## WHAT THE TASK ASKS
Nothing in the data should be altered when it is repeated in full.

+++

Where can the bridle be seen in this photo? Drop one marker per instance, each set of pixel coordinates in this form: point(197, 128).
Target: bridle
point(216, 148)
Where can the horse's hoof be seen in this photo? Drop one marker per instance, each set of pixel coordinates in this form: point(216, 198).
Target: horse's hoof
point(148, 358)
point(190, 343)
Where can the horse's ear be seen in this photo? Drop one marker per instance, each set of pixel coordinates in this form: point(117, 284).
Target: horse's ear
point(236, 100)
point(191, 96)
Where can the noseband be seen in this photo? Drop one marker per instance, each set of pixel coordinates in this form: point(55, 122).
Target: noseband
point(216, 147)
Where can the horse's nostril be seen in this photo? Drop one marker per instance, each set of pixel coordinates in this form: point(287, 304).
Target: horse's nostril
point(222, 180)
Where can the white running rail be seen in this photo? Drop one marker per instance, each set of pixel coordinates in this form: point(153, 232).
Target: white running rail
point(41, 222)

+++

## RESPONSE FOR THIS EXERCISE
Where can the bridle be seen in this photo? Drop one marker per instance, each set of pixel coordinates in this form: point(197, 128).
Target: bridle
point(216, 148)
Where can the horse's hoof be seen in this photo? Drop one marker per instance, each set of pixel coordinates in this form: point(216, 198).
Target: horse's hoof
point(148, 358)
point(190, 343)
Where can the horse's ear be seen in this photo? Drop one marker per instance, each set of pixel coordinates in this form: point(117, 284).
Target: horse's ear
point(236, 100)
point(191, 96)
Where can the noseband be seen in this photo? Drop one marker per instance, each set of pixel coordinates in this form: point(55, 122).
Target: noseband
point(216, 147)
Where can the horse's nostril be seen in this photo? Drop one marker per instance, each set of pixel coordinates in this form: point(287, 304).
Target: horse's nostril
point(222, 180)
Where can the white running rail be seen in this photo? Drop one marker per instance, each set of pixel coordinates in this form: point(153, 232).
Target: white running rail
point(41, 222)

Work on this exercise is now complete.